2019年8月3日(土)
核兵器禁止条約発効 一刻も早く
24カ国が批准、70カ国署名
市民社会後押し 核保有国を包囲
人類史上初めて核兵器を違法なものにする「核兵器禁止条約」が国連の会議で、122カ国の賛成で採択されて2年がすぎました。今その発効に向けて、各国の市民社会が政府を後押ししています。「核兵器のない世界」の実現を求める世論が核兵器保有国を包囲する一方で、保有国は自国の核兵器にしがみつき、最新鋭化を図っています。最大の保有国の一つである米国は、実際に核兵器を使用する戦略を捨てていません。一刻も早い核兵器禁止条約の発効が期待されます。
|
核兵器禁止条約を批准した国は7月31日現在24カ国、署名した国は70カ国になっています(表参照)。同条約は50カ国目の批准書が国連に寄託された後90日で発効します。
今年4~5月にニューヨークの国連本部で開かれた核不拡散条約(NPT)再検討会議第3回準備委員会で、核兵器保有5カ国(P5=米ロ英仏中)は改めて、核兵器禁止条約に反対を表明する共同宣言を発表しました。一方で、多くの国が核兵器禁止条約を認める立場を示しました。
同条約への署名、批准、発効を求める声は、米国をはじめとする保有国の中でも強まっています。
米国とロシアによる中距離核戦力(INF)全廃条約は、トランプ政権が破棄を決定。ロシアが義務履行停止を宣言して半年がたった8月2日に失効しました。同条約で廃棄された核兵器は約2700基ほどですが、一方で両国は新たな核兵器の開発を進めました。
核兵器保有国の思惑に沿った「軍縮」の限界はもはや明らかです。
核兵器禁止条約は核兵器を「非人道的」だとし、「開発、実験、生産、製造、取得、保有、貯蔵」とともに、「使用、使用の威嚇」も禁止。こうした活動を「援助し、奨励しまたは勧誘すること」も禁止するなど、あらゆる抜け穴をなくして、文字通り核兵器を全面的に禁止しています。
【核兵器禁止条約批准国】(2019年7月31日現在、24カ国)
ガイアナ、バチカン市国、タイ(17年9月20日)、メキシコ(18年1月16日)、キューバ(1月30日)、パレスチナ(3月22日)、ベネズエラ(3月27日)、パラオ(5月3日)、オーストリア(5月8日)、ベトナム(5月17日)、コスタリカ(7月5日)、ニカラグア(7月19日)、ウルグアイ(7月25日)、ニュージーランド(7月31日)、クック諸島(9月4日)、ガンビア、サモア、サンマリノ、バヌアツ(9月26日)、セントルシア(19年1月23日)、エルサルバドル(1月30日)、南アフリカ(2月25日)、パナマ(4月11日)、セントビンセント・グレナディーン(7月31日)

........

小練習:
上の記事から、「核兵器禁止条約発効 一刻も早く」から「止条約の発効が期待されます。」までをすべて書き写すこと。

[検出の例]
........

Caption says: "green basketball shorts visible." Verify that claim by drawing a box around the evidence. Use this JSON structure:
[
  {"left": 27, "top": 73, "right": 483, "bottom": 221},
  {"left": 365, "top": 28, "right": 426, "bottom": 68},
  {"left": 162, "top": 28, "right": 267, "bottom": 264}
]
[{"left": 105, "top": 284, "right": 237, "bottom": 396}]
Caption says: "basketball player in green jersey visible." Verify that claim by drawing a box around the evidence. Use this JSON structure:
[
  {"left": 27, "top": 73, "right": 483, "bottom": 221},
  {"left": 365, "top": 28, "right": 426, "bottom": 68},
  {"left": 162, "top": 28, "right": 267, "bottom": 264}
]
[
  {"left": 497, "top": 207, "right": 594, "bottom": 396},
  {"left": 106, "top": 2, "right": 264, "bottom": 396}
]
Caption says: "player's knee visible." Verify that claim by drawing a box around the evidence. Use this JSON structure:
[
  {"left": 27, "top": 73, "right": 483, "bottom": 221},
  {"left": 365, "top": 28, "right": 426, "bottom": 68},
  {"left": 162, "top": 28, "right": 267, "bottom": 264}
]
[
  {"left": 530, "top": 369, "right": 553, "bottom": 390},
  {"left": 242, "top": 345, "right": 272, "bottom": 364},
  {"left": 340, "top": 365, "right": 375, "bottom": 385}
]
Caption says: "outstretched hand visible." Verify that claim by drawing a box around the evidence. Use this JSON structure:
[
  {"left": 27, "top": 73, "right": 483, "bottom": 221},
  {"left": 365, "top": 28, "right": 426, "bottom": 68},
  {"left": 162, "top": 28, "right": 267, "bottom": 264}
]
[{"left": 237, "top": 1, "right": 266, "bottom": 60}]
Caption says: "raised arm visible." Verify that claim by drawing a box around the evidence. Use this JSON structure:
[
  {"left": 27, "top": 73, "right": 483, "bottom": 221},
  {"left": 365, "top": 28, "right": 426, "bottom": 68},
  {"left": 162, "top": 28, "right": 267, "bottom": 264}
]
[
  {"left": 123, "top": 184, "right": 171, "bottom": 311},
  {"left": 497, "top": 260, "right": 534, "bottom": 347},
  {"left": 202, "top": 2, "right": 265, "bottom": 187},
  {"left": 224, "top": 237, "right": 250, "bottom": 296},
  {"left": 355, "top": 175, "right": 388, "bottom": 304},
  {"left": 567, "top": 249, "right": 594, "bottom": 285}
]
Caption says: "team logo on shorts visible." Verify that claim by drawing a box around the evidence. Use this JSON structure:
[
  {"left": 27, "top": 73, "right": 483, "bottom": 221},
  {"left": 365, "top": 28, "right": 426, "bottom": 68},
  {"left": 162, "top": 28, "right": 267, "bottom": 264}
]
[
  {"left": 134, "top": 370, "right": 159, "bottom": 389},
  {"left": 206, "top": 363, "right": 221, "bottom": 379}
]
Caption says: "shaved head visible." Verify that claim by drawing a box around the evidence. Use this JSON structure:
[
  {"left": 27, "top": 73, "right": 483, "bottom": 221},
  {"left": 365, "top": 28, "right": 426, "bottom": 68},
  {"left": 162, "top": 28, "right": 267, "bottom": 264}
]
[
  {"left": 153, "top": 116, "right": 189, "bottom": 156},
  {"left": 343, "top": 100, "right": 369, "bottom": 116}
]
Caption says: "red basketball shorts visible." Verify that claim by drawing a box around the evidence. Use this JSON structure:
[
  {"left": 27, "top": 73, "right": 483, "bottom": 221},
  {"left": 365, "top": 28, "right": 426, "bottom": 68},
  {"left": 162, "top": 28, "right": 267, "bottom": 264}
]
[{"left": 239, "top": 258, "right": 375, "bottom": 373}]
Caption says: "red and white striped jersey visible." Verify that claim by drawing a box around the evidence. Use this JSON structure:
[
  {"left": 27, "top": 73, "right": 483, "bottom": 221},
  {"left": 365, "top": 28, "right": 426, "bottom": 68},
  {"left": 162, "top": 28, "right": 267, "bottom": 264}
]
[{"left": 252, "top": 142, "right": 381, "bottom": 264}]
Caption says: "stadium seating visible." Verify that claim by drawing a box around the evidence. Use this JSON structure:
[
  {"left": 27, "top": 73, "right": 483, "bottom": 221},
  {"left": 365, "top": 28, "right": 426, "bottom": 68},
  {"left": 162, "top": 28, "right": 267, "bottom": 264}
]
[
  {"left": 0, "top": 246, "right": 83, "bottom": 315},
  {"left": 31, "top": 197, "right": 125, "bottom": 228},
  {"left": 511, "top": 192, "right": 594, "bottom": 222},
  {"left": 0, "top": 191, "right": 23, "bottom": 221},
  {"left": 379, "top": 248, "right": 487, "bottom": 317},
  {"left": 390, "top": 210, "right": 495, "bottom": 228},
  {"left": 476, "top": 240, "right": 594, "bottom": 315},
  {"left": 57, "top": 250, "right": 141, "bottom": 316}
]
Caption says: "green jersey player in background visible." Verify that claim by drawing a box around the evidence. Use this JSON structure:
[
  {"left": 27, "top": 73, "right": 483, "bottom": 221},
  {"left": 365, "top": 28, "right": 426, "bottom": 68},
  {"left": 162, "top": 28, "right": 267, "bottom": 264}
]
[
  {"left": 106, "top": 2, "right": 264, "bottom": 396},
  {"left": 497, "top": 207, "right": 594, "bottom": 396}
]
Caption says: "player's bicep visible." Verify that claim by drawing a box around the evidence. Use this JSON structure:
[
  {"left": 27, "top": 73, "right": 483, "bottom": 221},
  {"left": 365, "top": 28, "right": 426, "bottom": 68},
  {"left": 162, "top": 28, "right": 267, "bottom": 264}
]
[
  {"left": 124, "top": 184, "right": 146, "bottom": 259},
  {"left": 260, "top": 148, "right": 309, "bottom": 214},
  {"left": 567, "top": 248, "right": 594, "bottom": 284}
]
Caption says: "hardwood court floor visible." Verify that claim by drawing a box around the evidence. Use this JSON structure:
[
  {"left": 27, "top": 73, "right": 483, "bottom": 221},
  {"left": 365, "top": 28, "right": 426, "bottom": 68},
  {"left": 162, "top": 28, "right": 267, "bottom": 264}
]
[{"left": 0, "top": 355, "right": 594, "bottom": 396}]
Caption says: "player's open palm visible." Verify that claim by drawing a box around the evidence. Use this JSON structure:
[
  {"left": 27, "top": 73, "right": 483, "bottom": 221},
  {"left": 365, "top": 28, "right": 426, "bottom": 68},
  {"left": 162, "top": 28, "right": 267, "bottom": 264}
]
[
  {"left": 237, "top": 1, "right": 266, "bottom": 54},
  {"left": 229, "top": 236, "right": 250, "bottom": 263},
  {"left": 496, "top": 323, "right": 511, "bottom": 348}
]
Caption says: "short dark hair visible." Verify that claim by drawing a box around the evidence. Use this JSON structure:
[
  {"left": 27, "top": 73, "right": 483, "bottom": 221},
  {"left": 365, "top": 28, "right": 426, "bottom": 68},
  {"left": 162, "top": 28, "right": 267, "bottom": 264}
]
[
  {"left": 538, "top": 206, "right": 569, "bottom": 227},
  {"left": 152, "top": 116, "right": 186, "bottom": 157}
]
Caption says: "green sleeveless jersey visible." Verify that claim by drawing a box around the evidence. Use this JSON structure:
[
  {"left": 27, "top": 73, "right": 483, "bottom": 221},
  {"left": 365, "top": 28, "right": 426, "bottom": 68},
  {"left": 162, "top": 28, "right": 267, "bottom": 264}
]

........

問題の解答:
核兵器禁止条約発効 一刻も早く
24カ国が批准、70カ国署名
市民社会後押し 核保有国を包囲
人類史上初めて核兵器を違法なものにする「核兵器禁止条約」が国連の会議で、122カ国の賛成で採択されて2年がすぎました。今その発効に向けて、各国の市民社会が政府を後押ししています。「核兵器のない世界」の実現を求める世論が核兵器保有国を包囲する一方で、保有国は自国の核兵器にしがみつき、最新鋭化を図っています。最大の保有国の一つである米国は、実際に核兵器を使用する戦略を捨てていません。一刻も早い核兵器禁止条約の発効が期待されます。